Covid-19: "c'est en train d'exploser en Algérie", selon le Pr Éric Caumes de l'hôpital de la Pitié-Salpêtrière

Pr Eric Caumes, chef du service des maladies infectieuses de la Pitié-Salpêtrière, à Paris.

Pr Eric Caumes, chef du service des maladies infectieuses de la Pitié-Salpêtrière, à Paris.. DR

Le 07/07/2020 à 13h06, mis à jour le 08/07/2020 à 13h47

Des citoyens algériens croyaient qu'en se rendant dans leur pays d'origine, ils échapperaient à la pandémie qui faisait rage en Europe. Ils ont non seulement été infectés, mais ils sont de retour en France avec dans leurs valises le fameux Covid-19. Un éminent professeur tire le signal d'alarme.

En France, alors que le nombre de nouveaux cas de contamination était en baisse régulière durant les mois de mai et de juin, l'épidémie semble reprendre de plus belle, et ce depuis le 26 juin. Cette progression s'est faite au moment où les Algériens binationationaux ont commencé à retourner dans leur seconde patrie. Etrange coïncidence qui fait craindre le pire aux plus éminents médecins de l'Hexagone qui croyait la France tirée d'affaire.

*Extrait des données*:

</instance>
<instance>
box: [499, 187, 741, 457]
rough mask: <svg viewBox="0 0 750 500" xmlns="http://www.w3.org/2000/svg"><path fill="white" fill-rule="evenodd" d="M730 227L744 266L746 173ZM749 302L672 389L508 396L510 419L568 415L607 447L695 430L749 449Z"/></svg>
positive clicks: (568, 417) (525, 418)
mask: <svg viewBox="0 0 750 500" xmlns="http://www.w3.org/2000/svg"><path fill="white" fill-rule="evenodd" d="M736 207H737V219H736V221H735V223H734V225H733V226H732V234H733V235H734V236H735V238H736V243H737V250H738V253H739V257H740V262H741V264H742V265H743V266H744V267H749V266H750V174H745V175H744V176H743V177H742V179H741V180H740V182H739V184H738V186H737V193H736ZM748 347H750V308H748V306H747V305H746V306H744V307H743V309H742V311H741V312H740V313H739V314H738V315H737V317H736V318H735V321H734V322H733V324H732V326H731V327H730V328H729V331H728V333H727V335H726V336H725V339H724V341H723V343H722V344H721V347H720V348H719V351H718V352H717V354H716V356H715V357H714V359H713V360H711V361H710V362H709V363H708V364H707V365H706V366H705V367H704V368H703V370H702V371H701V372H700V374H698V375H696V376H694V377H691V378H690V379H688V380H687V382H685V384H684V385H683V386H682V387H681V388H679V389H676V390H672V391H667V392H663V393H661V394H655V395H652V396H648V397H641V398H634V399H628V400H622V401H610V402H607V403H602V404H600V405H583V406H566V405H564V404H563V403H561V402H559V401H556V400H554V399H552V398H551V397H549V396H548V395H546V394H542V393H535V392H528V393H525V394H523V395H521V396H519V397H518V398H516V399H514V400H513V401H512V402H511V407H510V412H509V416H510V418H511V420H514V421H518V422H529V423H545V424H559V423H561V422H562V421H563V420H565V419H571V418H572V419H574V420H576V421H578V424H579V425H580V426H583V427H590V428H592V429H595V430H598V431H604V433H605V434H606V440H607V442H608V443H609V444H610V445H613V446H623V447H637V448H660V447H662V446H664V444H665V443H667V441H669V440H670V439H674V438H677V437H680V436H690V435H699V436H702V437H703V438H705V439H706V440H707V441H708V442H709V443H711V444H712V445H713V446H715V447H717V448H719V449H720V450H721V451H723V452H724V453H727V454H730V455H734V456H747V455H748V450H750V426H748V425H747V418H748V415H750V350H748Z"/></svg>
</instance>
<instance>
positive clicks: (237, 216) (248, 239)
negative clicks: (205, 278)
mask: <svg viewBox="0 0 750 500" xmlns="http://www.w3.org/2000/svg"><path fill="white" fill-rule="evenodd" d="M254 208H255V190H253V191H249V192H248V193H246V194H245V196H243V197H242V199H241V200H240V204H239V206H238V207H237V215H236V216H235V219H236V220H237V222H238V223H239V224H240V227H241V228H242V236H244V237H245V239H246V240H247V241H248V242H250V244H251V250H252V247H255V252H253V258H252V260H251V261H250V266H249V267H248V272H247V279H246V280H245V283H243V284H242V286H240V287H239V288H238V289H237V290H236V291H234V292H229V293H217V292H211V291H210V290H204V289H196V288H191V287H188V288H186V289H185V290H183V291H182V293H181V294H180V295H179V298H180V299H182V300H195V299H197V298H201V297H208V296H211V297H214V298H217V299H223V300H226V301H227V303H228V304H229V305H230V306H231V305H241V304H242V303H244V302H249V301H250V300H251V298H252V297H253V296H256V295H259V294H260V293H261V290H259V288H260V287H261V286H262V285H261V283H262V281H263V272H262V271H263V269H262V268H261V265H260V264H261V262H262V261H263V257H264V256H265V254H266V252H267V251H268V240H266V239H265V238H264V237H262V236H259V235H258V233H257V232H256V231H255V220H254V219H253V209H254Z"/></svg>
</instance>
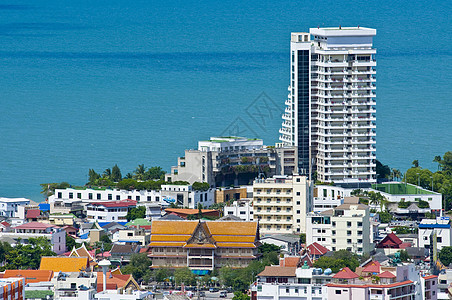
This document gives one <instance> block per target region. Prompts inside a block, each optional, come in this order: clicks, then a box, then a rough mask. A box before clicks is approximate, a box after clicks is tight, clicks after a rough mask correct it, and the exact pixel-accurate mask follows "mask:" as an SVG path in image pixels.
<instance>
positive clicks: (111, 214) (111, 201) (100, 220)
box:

*Tâches demandées*:
A – Résumez en deux phrases l'article sur le Covid-19 en Algérie.
B – D'après l'article sur le Covid-19 en Algérie, depuis quelle date l'épidémie semble-t-elle reprendre en France ?

*Réponses par tâche*:
A – Des Algériens qui pensaient échapper à la pandémie en se rendant dans leur pays d'origine y ont été infectés et sont revenus en France avec le Covid-19, et un éminent professeur, le Pr Éric Caumes, tire le signal d'alarme. En France, après une baisse régulière des nouveaux cas en mai et en juin, l'épidémie semble reprendre depuis le 26 juin, au moment où des Algériens binationaux ont commencé à retourner dans leur seconde patrie, ce qui fait craindre le pire à d'éminents médecins.

B – Depuis le 26 juin.